◆ **WRITTEN TASK**
Copy out the lines below, from the line containing "Pick out the low" through the line containing "x=221, y=168", without changing anything.

[Source data]
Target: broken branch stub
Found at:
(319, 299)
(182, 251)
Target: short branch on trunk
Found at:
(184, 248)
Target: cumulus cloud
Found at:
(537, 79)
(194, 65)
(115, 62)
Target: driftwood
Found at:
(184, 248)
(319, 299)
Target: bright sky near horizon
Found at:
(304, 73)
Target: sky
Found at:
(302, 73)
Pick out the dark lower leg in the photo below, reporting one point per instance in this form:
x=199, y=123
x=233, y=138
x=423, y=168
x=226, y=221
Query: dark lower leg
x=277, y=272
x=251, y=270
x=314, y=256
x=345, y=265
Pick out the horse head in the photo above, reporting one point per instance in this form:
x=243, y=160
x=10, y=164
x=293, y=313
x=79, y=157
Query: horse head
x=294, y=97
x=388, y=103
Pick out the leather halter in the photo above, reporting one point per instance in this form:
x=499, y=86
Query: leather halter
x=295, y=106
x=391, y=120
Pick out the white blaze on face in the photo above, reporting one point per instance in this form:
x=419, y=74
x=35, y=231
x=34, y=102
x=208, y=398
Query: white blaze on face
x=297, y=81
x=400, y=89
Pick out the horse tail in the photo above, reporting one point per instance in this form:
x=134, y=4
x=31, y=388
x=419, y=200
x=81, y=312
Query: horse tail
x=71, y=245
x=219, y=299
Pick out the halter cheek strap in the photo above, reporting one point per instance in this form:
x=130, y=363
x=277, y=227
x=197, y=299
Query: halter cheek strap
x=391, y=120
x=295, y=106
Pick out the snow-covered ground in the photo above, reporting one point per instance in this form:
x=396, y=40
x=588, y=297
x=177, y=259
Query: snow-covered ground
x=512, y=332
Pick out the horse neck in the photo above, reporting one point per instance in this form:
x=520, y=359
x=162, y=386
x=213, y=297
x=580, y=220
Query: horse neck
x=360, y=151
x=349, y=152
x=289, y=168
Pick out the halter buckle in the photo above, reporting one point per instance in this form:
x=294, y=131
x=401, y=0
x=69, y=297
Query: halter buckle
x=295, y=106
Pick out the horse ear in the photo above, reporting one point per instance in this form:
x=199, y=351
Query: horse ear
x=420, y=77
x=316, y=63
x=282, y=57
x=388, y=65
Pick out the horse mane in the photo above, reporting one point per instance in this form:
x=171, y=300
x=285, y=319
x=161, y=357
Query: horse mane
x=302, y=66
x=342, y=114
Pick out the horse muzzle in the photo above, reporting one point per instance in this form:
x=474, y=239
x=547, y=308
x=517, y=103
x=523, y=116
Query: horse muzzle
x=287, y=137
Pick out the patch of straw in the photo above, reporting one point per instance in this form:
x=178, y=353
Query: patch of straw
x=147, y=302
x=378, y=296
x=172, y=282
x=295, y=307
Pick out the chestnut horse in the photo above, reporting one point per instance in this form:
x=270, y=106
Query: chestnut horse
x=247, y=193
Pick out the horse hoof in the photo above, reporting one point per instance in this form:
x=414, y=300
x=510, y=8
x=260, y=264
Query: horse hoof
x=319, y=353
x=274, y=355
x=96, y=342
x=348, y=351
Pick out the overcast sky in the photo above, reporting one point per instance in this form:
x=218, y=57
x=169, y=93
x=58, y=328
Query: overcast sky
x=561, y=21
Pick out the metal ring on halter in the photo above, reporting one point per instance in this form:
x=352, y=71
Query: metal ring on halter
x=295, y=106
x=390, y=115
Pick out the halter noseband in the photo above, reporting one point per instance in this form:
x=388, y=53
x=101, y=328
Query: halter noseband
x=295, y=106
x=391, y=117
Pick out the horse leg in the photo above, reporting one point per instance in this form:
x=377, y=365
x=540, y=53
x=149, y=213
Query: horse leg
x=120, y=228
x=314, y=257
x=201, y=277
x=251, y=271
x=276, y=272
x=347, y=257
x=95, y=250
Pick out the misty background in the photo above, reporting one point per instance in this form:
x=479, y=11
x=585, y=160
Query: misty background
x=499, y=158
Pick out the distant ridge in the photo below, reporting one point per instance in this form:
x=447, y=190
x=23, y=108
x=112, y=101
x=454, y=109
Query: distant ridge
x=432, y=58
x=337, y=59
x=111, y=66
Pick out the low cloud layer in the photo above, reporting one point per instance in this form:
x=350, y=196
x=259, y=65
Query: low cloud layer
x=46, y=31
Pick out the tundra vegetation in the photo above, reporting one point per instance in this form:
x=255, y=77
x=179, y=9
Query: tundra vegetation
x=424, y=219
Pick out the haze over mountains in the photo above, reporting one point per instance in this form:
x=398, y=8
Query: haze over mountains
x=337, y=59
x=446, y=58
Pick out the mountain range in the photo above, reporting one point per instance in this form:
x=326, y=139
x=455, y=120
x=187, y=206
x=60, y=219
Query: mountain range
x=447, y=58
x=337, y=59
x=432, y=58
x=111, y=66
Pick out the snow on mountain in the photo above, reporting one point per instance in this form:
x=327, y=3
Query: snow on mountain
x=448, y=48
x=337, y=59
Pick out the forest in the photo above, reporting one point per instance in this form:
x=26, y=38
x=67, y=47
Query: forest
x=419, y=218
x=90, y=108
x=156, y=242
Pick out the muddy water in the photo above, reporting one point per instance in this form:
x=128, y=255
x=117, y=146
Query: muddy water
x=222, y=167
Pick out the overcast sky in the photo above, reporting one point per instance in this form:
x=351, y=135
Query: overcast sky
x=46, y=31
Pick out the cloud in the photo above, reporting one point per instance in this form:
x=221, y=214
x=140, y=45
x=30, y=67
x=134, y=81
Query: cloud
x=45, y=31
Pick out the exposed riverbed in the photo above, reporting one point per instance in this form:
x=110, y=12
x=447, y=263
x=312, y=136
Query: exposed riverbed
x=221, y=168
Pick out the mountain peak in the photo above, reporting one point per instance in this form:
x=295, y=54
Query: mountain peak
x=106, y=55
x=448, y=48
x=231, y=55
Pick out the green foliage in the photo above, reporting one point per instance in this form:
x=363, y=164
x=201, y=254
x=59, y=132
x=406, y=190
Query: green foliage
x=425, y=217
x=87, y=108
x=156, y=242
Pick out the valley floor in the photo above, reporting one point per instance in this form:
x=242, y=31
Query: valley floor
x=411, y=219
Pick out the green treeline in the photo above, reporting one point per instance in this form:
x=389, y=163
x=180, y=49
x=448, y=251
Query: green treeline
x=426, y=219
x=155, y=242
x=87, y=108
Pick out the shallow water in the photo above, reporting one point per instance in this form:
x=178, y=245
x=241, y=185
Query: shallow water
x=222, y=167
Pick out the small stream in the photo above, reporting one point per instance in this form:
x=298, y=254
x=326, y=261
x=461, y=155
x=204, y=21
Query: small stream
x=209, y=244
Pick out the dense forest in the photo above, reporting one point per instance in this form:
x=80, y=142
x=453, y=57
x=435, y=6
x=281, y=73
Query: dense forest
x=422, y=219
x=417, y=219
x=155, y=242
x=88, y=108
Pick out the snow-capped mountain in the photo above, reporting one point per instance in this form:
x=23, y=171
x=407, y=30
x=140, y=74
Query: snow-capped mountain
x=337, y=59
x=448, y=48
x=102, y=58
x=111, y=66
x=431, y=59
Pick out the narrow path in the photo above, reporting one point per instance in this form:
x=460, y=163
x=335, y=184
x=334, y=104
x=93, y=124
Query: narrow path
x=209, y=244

◆ **RESPONSE TO THIS TASK**
Pick out the low cloud layer in the photo above, reporting one point per instance in this form:
x=350, y=196
x=259, y=65
Query: low cloud layer
x=46, y=31
Pick out the tundra vegetation in the photo above, reporting one point per instance in this form:
x=255, y=77
x=179, y=9
Query: tundra vegetation
x=424, y=219
Pick out the haze over mountains in the photo above, reporting one point per instance in this form:
x=398, y=8
Query: haze over mountains
x=337, y=59
x=446, y=58
Pick out the mountain range in the photo above, reporting one point per instance in this form:
x=326, y=139
x=455, y=120
x=187, y=206
x=60, y=219
Query: mountain range
x=447, y=58
x=337, y=59
x=432, y=58
x=111, y=66
Pick out the snow on mountain in the photo above, reporting one point per instance in this form:
x=327, y=3
Query: snow on mountain
x=448, y=48
x=337, y=59
Pick out the forest in the photo above, reporting one point per instance in this form:
x=26, y=38
x=67, y=47
Query: forest
x=419, y=218
x=90, y=108
x=156, y=242
Pick out the muddy water in the photo above, reporting one point per instance in this form:
x=128, y=255
x=117, y=146
Query: muddy water
x=222, y=167
Pick out the overcast sky in the photo above, reporting one point per instance in this form:
x=351, y=135
Query: overcast sky
x=46, y=31
Pick out the cloud in the photo above, reporting one point per instance in this form:
x=221, y=214
x=140, y=45
x=30, y=67
x=134, y=81
Query: cloud
x=45, y=31
Pick out the exposed riverbed in the photo above, reporting one point per instance in this form:
x=110, y=12
x=447, y=263
x=312, y=136
Query: exposed riverbed
x=221, y=168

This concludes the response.